Reflow types are one of:
string // the type of expressions producing strings num // the type of expressions producing numeric values flow // the type of expressions producing flows flowlist // the type of expressions producint lists of flows func(n, r) // the type of n-ary functions returning type r template // the type of command literals image // the type of expressions producing Docker image refs void // the type of side-effecting expressions
Here are some examples of expressions and their types:
"hello world" // string let h = "hello world" in h // string image("ubuntu") // image image("ubuntu") { echo hello world } // flow intern("s3://grail-marius/foobar") // flow extern(out, "s3://...") // void let h(a, b, c) = string in h // func(3, string)
The program is then evaluated into a Flow, which may in turn be evaluated on a computing cluster by the reflow evaluator.
Bugs and future work ¶
The language has many flaws and short-cuts. In particular, it is somewhat hamstrung by its static type checking discipline: for example, we currently restrict the type of function arguments so that they may be safely inferred without a more complicated type inferencing scheme.
We can get rid of this restriction while also retaining safety by more carefully staging reflow evaluation. Currently, a reflow program is evaluated into a flow, but the semantics of map demand that some evaluation is deferred (since we don't know its input beforehand). However, we can sever this tie by representing maps differently. Namely, they may evaluate to a flow where arguments are "holes", named by a de-Brujin index (so that maps may be nested safely). This evaluation scheme would permit the reflow language to use runtime typing while at the same time exposing errors before the (expensive) flow evaluation occurs.

·····

STUDY QUESTIONS:
1. In the Reflow text, what names the "holes" in the proposed way of representing maps?
2. From the Reflow text, copy the passage that starts at "We can get rid" and runs up to and including "flow evaluation occurs.".

RECORDS:
·····

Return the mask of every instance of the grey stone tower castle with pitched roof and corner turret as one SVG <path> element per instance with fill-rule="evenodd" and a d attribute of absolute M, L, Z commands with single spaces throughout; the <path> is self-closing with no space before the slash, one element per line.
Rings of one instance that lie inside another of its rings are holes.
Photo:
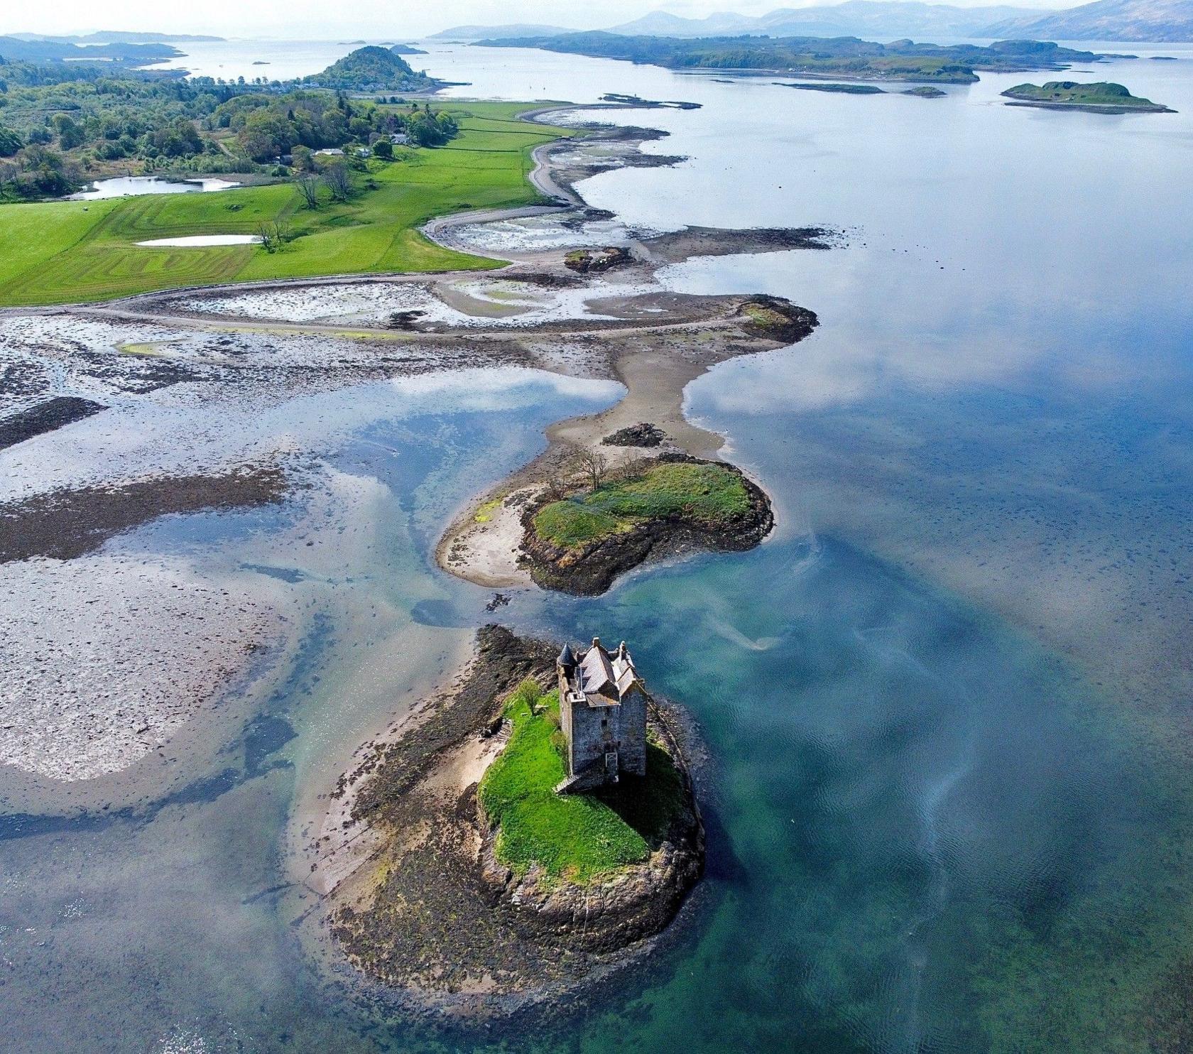
<path fill-rule="evenodd" d="M 564 645 L 555 667 L 568 769 L 555 789 L 595 790 L 617 783 L 623 772 L 645 776 L 647 690 L 625 641 L 610 652 L 593 637 L 579 659 Z"/>

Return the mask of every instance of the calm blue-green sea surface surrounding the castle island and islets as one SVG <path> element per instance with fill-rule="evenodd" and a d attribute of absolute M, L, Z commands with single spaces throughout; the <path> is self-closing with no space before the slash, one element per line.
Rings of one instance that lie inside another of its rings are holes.
<path fill-rule="evenodd" d="M 665 276 L 821 318 L 688 389 L 774 495 L 777 536 L 501 611 L 625 637 L 691 709 L 716 773 L 709 879 L 649 969 L 564 1025 L 429 1035 L 309 954 L 296 816 L 492 617 L 433 568 L 445 518 L 616 390 L 500 371 L 296 400 L 296 420 L 359 415 L 323 454 L 367 488 L 367 543 L 330 573 L 280 544 L 301 497 L 111 543 L 288 577 L 304 645 L 265 661 L 259 713 L 184 790 L 0 818 L 6 1048 L 1186 1049 L 1193 49 L 1135 50 L 1180 61 L 1084 79 L 1179 113 L 1001 105 L 1039 74 L 922 100 L 418 58 L 471 81 L 459 95 L 703 103 L 632 115 L 682 165 L 585 185 L 630 223 L 843 232 L 832 252 Z"/>

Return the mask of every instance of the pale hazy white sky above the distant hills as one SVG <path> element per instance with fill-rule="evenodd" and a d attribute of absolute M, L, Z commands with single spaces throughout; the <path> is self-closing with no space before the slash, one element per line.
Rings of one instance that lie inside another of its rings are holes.
<path fill-rule="evenodd" d="M 817 0 L 830 2 L 830 0 Z M 1016 7 L 1069 7 L 1075 0 L 950 0 L 973 7 L 1005 2 Z M 1080 2 L 1080 0 L 1077 0 Z M 462 23 L 534 21 L 576 29 L 598 29 L 628 21 L 649 11 L 700 17 L 713 11 L 764 14 L 775 7 L 806 7 L 801 0 L 202 0 L 162 4 L 161 0 L 55 0 L 20 4 L 0 0 L 0 33 L 73 33 L 98 29 L 155 30 L 215 36 L 268 36 L 339 39 L 419 37 Z"/>

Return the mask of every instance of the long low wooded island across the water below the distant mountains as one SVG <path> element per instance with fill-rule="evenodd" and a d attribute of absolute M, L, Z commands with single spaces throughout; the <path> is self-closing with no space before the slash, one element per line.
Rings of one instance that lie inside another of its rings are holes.
<path fill-rule="evenodd" d="M 975 70 L 1008 73 L 1067 69 L 1073 62 L 1098 62 L 1093 51 L 1077 51 L 1039 41 L 976 44 L 877 44 L 857 37 L 626 37 L 589 32 L 511 37 L 478 42 L 490 48 L 540 48 L 593 58 L 622 58 L 681 70 L 747 70 L 796 73 L 803 76 L 972 84 Z"/>

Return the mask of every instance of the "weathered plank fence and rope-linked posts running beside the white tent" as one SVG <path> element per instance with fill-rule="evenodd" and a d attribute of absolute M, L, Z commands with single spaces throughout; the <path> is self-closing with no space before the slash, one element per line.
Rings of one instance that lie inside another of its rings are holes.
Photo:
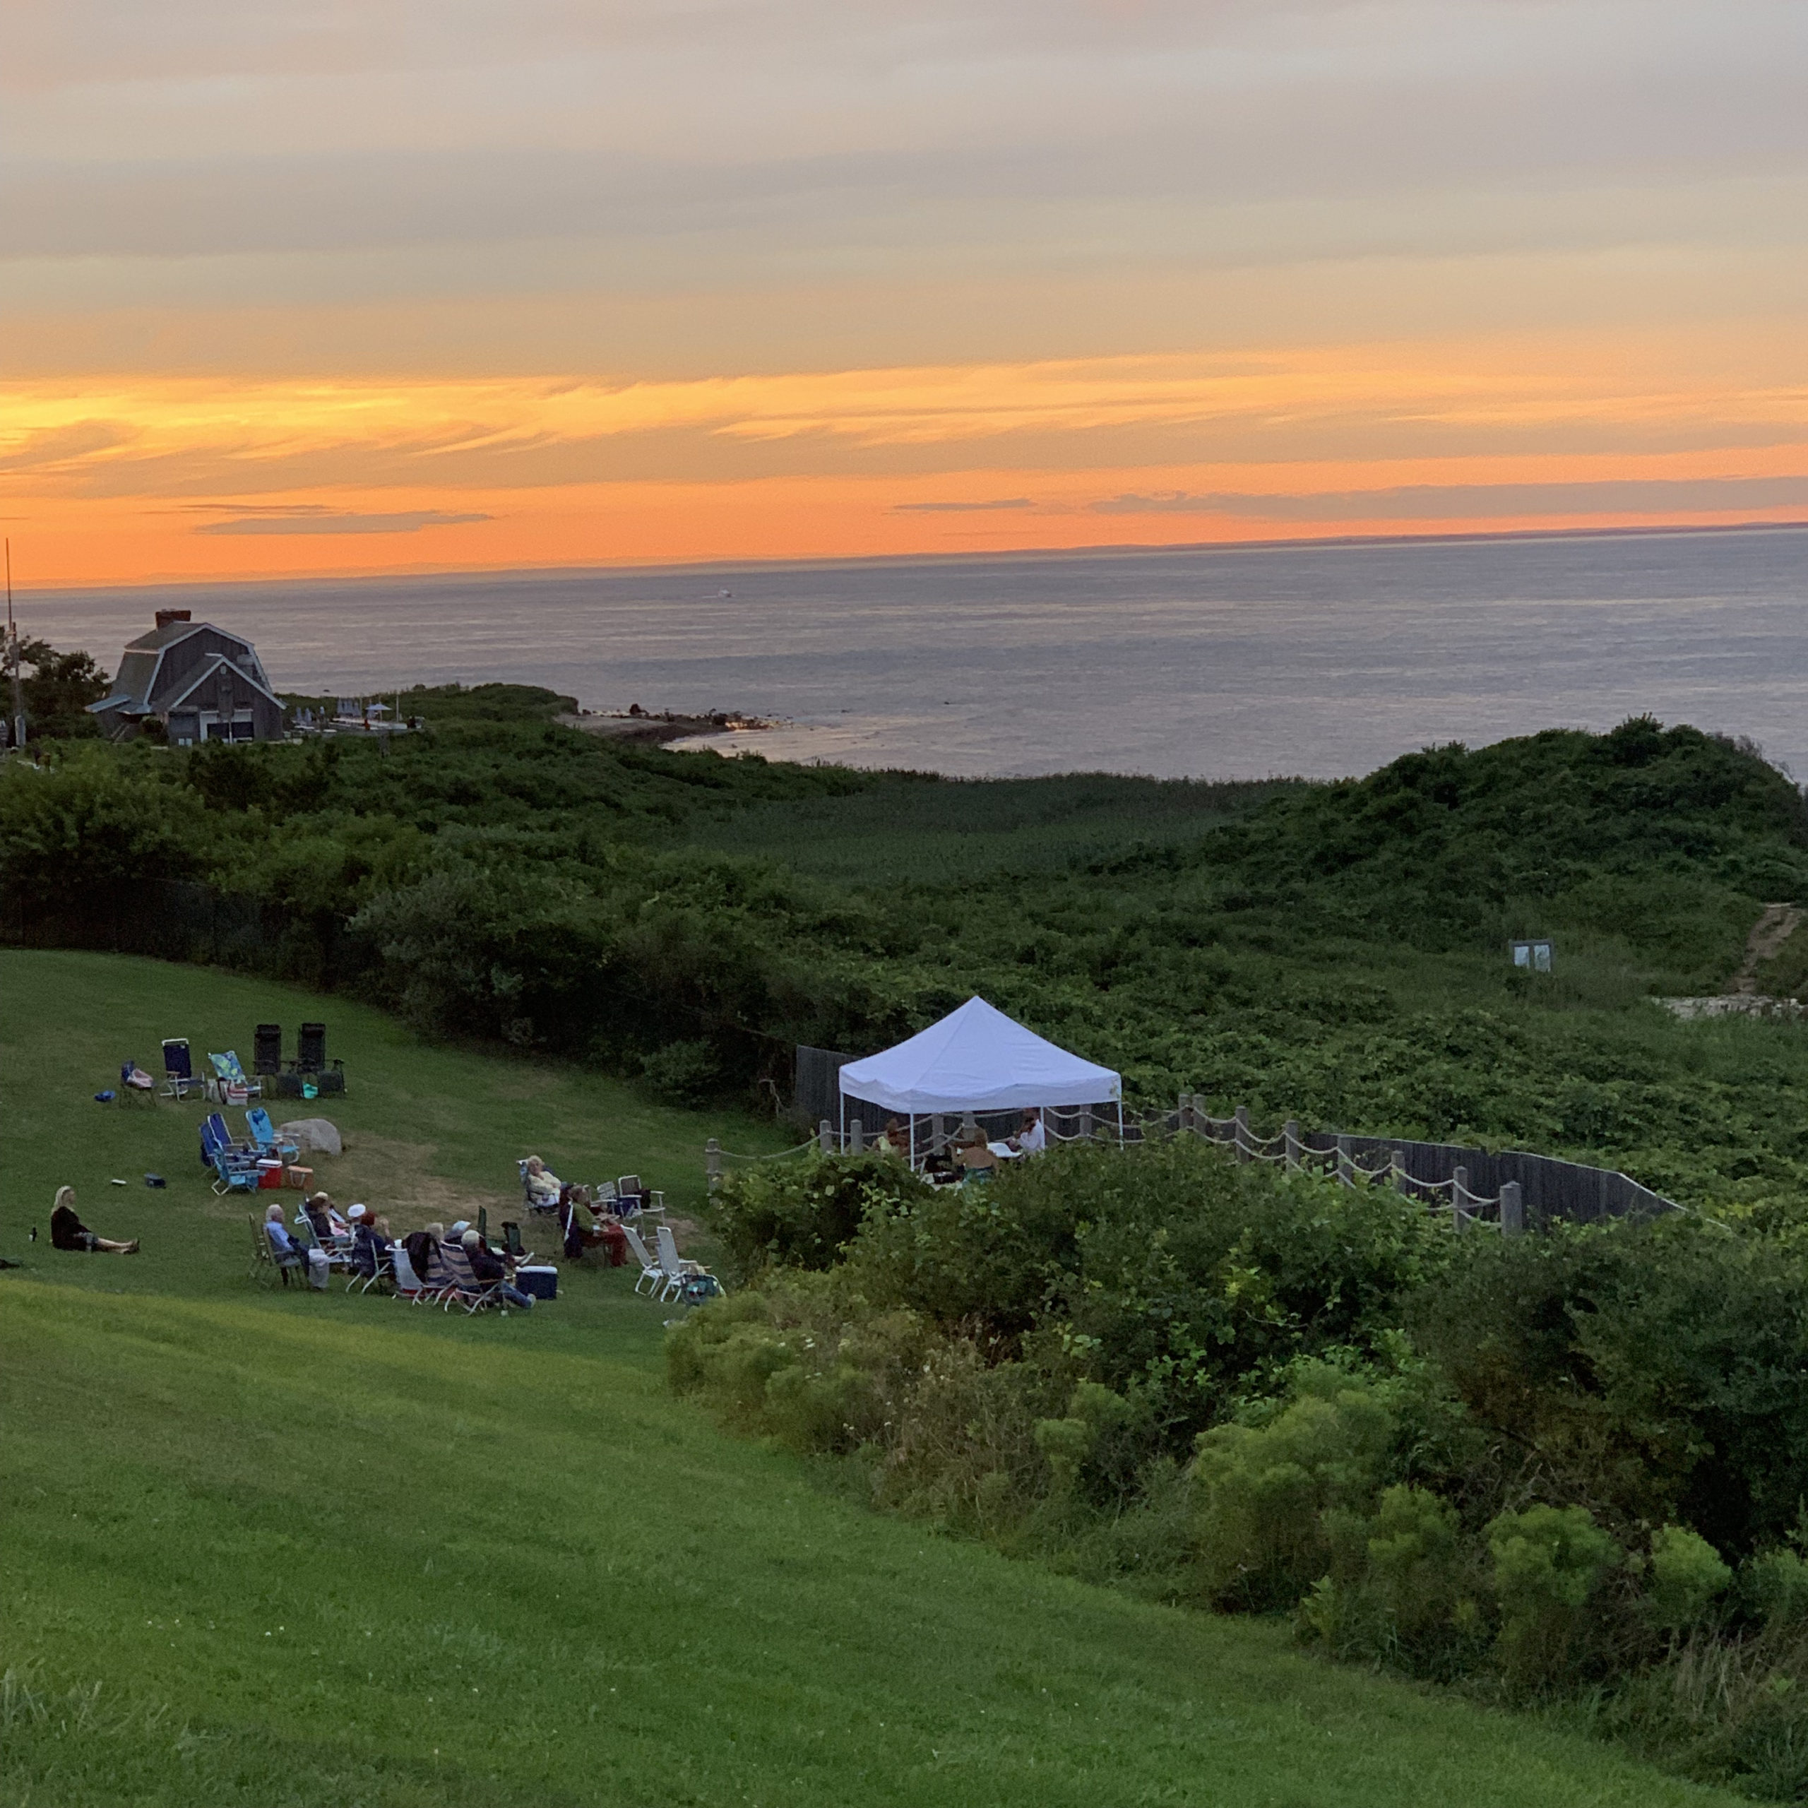
<path fill-rule="evenodd" d="M 839 1058 L 828 1074 L 830 1085 L 835 1074 Z M 913 1154 L 918 1159 L 940 1154 L 955 1130 L 969 1123 L 978 1123 L 991 1137 L 1000 1137 L 1016 1130 L 1020 1121 L 1022 1112 L 978 1112 L 964 1119 L 951 1114 L 918 1117 Z M 1680 1210 L 1662 1193 L 1654 1193 L 1616 1168 L 1593 1168 L 1524 1150 L 1483 1150 L 1455 1143 L 1417 1143 L 1410 1137 L 1302 1130 L 1298 1119 L 1287 1119 L 1273 1135 L 1258 1135 L 1251 1128 L 1248 1106 L 1238 1105 L 1229 1117 L 1213 1117 L 1206 1110 L 1204 1096 L 1193 1092 L 1182 1092 L 1172 1112 L 1139 1117 L 1126 1114 L 1121 1130 L 1116 1105 L 1050 1108 L 1043 1110 L 1041 1121 L 1052 1143 L 1117 1143 L 1121 1137 L 1128 1144 L 1197 1135 L 1233 1150 L 1238 1161 L 1267 1161 L 1287 1170 L 1316 1172 L 1343 1186 L 1392 1186 L 1399 1193 L 1425 1201 L 1439 1213 L 1448 1211 L 1455 1229 L 1497 1229 L 1511 1237 L 1526 1228 L 1537 1229 L 1558 1220 L 1593 1224 L 1602 1219 Z M 873 1125 L 873 1130 L 877 1128 L 879 1125 Z M 837 1150 L 859 1154 L 866 1144 L 868 1126 L 862 1117 L 850 1117 L 843 1134 L 835 1121 L 824 1116 L 817 1121 L 814 1137 L 774 1155 L 734 1155 L 711 1137 L 703 1150 L 703 1166 L 714 1191 L 730 1164 L 786 1161 L 810 1148 L 824 1155 Z"/>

·····

RESPONSE LIST:
1. A de-Brujin index names them, so that maps may be nested safely.

2.
We can get rid of this restriction while also retaining safety by more carefully staging reflow evaluation. Currently, a reflow program is evaluated into a flow, but the semantics of map demand that some evaluation is deferred (since we don't know its input beforehand). However, we can sever this tie by representing maps differently. Namely, they may evaluate to a flow where arguments are "holes", named by a de-Brujin index (so that maps may be nested safely). This evaluation scheme would permit the reflow language to use runtime typing while at the same time exposing errors before the (expensive) flow evaluation occurs.